_EXTRACT PROVIDED_.
Turning Policy Into Practice: Using Implementation Science to Expand Access to Addiction Treatment
For Erika Crable, PhD, MPH, implementation science is personal. Growing up in the D.C. and Baltimore areas, she witnessed how the “three waves” of the U.S. opioid epidemic—the prescription drug crisis of the 1990s, the rise of heroin in the 2000s, and the spread of synthetic opioids in the years since— devastated families and communities, including her own.
“Overdose deaths are preventable,” she said. “We have harm reduction and treatment practices that work, but access often depends on your ability to pay. Our systems just aren’t meeting the demand or delivering quality care.”
While completing her doctorate, Crable worked full time as a policy consultant for the Centers for Medicare & Medicaid Services and SAMHSA. She realized that much of what she was doing—helping government agencies translate evidence into practice—was implementation science, even if it didn’t have that name yet. “We didn’t need new interventions,” she said. “We needed to get the ones that work into the hands of people who need them.”
A Natural Fit at C-DIAS
Crable joined the Center for Dissemination and Implementation at Stanford (C-DIAS) through her long-standing mentorship with Dr. Mark McGovern, who invited her to contribute as the Center. “Mark told me about his big dream for C-DIAS,” she recalled. “I was excited to be in a room where people were thinking big-picture about solutions.”
At C-DIAS, Crable found her place in the Policy and Financing Core, where she focuses on how policy design and insurance structures affect access to addiction treatment. “Many of our biggest challenges stem from poorly designed or poorly implemented health policies,” she said. “I want to make sure high-quality evidence about substance use treatment and harm reduction is one of the key inputs policymakers consider.” She added, “I love that the Policy and Financing Core brings together different methodological perspectives from economists and policy experts – interdisciplinary thinking leads to creative ideas.”
Rethinking Policy Implementation
Crable’s work often explores how evidence is used—or ignored—in policymaking processes. She points to Oregon’s Measure 110, where parts of the policy were repealed before full implementation. “We see that all the time,” she said. “Policies get declared failures before they’ve even had a chance to work. We need more rigorous and realistic ways to evaluate policy implementation.”

Stored data:
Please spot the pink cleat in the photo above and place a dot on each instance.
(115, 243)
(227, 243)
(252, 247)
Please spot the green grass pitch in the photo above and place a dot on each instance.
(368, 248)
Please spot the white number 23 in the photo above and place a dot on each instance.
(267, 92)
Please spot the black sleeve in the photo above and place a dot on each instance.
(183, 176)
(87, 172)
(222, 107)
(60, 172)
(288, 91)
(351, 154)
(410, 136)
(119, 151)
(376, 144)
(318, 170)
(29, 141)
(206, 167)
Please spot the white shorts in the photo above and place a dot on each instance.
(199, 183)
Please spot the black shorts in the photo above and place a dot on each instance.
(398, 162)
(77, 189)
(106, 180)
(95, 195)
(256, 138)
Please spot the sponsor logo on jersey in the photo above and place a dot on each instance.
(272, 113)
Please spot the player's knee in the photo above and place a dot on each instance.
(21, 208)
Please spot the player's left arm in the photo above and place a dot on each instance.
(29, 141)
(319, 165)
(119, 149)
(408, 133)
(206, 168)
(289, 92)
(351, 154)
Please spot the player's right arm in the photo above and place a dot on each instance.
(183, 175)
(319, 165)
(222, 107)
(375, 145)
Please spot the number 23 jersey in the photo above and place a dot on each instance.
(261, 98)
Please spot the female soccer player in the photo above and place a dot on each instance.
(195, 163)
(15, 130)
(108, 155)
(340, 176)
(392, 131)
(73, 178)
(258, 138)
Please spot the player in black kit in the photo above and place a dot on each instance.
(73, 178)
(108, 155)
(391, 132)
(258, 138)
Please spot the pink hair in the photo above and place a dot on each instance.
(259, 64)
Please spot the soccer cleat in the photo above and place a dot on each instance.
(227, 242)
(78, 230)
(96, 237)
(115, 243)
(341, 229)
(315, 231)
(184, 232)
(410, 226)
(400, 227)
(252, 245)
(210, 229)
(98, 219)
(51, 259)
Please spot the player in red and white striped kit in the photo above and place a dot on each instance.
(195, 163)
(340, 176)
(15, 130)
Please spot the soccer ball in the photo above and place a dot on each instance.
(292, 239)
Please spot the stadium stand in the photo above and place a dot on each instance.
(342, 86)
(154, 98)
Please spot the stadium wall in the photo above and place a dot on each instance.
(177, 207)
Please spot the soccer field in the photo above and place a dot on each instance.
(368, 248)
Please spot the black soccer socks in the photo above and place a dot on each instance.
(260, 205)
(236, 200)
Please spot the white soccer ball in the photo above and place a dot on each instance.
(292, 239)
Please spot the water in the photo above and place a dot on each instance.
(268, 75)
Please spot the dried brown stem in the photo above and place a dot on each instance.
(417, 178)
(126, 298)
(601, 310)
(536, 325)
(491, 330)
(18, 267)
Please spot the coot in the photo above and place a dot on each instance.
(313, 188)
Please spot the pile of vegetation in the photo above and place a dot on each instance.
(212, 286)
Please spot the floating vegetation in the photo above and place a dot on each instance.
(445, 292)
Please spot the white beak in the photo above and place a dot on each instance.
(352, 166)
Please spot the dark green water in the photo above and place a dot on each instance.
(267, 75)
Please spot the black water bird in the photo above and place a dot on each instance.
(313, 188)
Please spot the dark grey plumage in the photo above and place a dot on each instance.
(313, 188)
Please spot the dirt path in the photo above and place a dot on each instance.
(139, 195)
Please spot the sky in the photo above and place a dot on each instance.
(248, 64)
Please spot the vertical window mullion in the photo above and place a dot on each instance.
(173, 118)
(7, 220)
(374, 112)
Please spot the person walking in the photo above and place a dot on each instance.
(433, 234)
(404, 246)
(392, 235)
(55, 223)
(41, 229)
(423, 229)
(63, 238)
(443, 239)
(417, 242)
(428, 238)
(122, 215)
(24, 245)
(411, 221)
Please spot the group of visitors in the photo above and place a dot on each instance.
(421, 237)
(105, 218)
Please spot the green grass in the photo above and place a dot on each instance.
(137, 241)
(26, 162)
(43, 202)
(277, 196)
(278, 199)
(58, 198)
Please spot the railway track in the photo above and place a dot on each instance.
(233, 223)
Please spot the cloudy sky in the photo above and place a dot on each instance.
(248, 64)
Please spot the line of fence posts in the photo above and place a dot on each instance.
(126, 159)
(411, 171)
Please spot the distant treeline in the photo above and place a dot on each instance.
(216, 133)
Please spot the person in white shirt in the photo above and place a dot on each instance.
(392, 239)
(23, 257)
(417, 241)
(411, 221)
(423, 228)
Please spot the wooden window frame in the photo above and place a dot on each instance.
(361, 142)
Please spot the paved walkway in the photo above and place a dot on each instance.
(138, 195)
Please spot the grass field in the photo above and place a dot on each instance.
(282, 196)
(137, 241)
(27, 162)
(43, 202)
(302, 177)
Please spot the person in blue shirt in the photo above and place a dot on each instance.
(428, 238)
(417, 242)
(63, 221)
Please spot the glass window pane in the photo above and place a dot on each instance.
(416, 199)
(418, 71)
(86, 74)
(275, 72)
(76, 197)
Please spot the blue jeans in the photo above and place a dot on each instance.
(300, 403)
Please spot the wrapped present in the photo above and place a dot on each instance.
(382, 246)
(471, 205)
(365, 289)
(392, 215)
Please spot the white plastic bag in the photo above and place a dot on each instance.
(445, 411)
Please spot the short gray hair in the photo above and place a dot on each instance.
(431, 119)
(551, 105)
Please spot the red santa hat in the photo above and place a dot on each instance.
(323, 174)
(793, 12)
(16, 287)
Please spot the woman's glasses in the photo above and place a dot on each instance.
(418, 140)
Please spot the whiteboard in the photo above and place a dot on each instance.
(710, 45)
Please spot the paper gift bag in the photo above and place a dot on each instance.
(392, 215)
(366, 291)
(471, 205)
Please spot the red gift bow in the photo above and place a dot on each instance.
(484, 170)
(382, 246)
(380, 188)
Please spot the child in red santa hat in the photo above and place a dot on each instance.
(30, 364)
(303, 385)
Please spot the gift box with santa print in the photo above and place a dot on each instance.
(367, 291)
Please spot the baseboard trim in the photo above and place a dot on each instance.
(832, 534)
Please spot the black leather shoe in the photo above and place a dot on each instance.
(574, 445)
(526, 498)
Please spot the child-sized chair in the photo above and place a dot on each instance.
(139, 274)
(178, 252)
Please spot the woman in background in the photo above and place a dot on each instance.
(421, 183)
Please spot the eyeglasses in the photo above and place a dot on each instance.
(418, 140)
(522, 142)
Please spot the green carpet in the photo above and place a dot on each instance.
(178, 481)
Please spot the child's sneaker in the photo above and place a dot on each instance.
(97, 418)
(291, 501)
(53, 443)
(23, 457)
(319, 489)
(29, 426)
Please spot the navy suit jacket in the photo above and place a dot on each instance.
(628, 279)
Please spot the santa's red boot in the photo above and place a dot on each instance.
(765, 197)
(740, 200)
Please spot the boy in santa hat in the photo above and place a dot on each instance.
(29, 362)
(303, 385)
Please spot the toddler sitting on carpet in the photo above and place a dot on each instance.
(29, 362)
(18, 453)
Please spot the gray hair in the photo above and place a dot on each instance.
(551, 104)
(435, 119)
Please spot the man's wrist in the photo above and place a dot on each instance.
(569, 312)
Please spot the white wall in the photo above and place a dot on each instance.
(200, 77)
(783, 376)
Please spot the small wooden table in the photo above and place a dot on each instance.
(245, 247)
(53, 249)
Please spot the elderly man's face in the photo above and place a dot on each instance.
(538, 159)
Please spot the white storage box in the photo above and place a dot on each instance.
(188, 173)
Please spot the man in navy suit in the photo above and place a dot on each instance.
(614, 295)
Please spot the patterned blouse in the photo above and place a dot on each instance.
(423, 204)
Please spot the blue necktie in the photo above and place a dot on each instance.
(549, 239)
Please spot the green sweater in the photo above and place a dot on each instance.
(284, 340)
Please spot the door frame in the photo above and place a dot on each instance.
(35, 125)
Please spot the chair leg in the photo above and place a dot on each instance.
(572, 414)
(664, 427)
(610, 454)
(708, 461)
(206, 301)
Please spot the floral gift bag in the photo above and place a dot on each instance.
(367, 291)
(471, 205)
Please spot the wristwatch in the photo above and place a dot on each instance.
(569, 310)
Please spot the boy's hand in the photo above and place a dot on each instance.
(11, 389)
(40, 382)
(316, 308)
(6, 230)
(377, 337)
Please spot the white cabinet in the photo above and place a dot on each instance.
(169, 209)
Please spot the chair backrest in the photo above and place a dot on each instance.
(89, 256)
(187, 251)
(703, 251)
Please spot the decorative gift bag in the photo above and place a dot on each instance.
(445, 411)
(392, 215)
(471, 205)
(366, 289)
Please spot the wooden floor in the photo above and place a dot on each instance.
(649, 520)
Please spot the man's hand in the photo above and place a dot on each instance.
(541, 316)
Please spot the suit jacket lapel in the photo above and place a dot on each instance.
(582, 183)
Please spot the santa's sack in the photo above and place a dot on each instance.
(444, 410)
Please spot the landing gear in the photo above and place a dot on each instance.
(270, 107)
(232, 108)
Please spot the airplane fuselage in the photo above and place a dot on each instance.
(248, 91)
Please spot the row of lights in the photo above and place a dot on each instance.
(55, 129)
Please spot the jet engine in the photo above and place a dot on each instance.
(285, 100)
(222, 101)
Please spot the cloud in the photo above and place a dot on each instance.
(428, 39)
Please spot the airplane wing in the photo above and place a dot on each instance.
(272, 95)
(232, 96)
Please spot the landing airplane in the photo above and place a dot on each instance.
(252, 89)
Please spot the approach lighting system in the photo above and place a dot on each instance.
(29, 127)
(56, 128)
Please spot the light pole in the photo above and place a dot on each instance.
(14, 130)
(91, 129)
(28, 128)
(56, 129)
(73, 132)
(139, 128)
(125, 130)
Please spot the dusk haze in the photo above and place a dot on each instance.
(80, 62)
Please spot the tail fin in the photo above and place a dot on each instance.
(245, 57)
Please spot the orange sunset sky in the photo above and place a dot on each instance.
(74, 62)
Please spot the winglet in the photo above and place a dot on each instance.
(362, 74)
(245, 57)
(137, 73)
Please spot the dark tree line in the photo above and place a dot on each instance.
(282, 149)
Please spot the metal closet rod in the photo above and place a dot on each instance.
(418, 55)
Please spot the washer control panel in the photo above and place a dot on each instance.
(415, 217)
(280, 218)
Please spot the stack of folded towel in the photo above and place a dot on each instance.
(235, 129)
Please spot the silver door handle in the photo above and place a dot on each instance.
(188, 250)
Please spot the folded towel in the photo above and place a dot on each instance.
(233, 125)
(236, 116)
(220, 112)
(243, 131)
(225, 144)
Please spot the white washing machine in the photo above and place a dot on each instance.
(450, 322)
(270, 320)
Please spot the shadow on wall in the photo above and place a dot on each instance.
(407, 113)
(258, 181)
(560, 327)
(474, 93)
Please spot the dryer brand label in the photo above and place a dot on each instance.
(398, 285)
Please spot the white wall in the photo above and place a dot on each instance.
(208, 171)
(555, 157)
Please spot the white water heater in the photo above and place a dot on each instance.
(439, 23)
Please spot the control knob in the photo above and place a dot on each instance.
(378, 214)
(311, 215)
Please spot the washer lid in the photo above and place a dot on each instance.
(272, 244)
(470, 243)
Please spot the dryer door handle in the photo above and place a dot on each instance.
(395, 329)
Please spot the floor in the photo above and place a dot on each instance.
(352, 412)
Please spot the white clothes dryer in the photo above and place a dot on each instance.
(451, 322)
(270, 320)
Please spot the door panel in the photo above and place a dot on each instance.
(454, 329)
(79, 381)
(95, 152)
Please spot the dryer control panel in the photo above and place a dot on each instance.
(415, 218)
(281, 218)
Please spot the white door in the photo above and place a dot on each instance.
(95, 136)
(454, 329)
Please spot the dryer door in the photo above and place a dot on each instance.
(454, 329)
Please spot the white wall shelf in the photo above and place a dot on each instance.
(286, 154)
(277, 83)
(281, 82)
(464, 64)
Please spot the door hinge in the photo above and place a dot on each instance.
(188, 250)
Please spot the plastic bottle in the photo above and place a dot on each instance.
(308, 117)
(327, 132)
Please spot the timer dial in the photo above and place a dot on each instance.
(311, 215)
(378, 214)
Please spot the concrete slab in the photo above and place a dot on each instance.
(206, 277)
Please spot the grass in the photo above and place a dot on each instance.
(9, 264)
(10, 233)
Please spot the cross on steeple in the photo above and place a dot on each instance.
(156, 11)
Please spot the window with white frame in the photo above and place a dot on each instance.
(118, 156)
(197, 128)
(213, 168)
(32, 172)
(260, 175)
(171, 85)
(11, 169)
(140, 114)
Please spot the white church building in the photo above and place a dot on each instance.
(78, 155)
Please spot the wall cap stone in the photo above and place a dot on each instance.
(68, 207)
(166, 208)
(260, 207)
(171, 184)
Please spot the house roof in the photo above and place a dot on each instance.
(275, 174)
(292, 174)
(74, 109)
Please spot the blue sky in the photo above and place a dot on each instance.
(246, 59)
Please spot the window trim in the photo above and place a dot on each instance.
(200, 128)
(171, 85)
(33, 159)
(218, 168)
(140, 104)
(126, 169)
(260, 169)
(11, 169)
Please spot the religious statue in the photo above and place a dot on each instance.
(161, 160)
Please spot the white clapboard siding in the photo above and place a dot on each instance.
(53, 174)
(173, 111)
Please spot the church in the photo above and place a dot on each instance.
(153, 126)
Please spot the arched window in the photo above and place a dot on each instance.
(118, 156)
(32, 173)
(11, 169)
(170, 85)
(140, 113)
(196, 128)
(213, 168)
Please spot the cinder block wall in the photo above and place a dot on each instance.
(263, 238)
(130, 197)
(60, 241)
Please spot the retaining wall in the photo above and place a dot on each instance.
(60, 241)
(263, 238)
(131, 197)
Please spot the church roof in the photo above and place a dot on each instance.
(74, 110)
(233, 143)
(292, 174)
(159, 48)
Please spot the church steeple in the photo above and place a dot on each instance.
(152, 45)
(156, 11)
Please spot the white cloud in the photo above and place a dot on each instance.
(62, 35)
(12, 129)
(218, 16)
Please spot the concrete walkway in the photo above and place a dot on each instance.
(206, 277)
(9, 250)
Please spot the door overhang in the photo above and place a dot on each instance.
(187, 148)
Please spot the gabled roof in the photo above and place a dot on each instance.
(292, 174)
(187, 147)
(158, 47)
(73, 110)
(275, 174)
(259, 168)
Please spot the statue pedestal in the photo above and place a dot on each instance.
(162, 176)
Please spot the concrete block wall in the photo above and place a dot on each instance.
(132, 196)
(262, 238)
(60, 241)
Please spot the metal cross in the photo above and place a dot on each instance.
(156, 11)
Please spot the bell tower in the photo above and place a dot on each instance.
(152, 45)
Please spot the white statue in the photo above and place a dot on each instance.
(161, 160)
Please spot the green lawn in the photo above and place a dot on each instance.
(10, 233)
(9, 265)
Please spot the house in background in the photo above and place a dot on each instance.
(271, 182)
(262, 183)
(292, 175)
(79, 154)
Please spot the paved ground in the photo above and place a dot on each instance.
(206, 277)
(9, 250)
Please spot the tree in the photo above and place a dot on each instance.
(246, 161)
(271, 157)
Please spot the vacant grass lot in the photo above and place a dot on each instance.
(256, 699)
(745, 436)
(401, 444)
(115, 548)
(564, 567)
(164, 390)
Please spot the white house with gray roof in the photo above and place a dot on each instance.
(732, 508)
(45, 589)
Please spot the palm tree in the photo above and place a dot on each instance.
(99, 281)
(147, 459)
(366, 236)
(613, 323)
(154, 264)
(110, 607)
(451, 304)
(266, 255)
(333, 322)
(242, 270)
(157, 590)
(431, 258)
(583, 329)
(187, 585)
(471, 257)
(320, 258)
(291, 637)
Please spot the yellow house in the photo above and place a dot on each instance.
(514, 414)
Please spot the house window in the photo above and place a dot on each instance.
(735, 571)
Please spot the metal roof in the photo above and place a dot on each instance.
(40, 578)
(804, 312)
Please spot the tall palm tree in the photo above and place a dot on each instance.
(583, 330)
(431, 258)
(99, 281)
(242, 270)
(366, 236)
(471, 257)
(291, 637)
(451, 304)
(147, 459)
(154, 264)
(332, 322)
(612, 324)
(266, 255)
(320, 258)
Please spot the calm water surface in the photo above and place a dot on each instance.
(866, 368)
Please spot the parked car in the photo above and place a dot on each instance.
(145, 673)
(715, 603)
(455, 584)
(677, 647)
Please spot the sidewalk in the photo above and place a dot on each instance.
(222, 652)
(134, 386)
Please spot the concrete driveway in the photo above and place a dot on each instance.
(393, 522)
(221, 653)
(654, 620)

_PROBLEM STATEMENT_. Continue the profile of Erika Crable and her implementation science work on addiction treatment policy, picking up after its last paragraph.

_TASK RESPONSE_.
Her interdisciplinary research seeks to bridge that gap – leveraging health law, political science, dissemination and implementation science approaches. In 2025 she received a NIDA Avenir Award to develop a new methodology for understanding different policymakers’ evidence use styles for substance use and HIV relevant policy issues. She also leads the PolicyWISE Study, a national project examining why coverage for medications for opioid use disorder varies across Medicaid and CHIP programs. Early findings suggest that stigma and misinformation contribute to inconsistencies in coverage, especially for youth.
As co-investigator on the RESCUE project, she helps adapt harm-reduction simulation models to each state’s context. “You can’t just hand a model to a health department and expect it to work,” she said. “What’s effective in Rhode Island might be impossible in Missouri. We are using dissemination science principles and discourse analysis to tailor our messaging about and inform the content of the simulation models.”
Advice for Future Leaders
Crable urges early-career researchers to engage directly with the policy world. “Show up in policymaking spaces,” she said. “Listen to what decision-makers are actually dealing with right now so you can make sure your evidence speaks to the questions they’re being asked.”
When she’s not analyzing health policy, Crable finds balance outdoors. “When I moved to Southern California, I thought I’d get good at surfing,” she laughed. “I didn’t—but I do enjoy hiking new places and finding great live music. I’m a ’90s kid, so give me some alternative rock or a small jazz venue any day.”